━━━━━ Dataset records
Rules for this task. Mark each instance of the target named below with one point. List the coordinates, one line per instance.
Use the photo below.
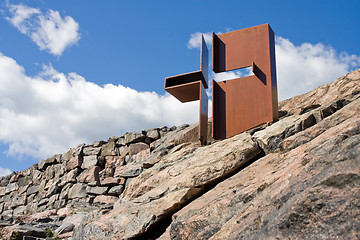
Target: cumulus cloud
(47, 114)
(48, 30)
(299, 68)
(4, 171)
━━━━━━━━━━
Short task: Copy out the listing above word for word, leaving out the picture.

Solved problem:
Rules for this task. Mark each instance of the target named below with one point. List the coordinates, one line per instance.
Use the photo below.
Target: cumulus cloud
(47, 114)
(48, 30)
(299, 68)
(4, 171)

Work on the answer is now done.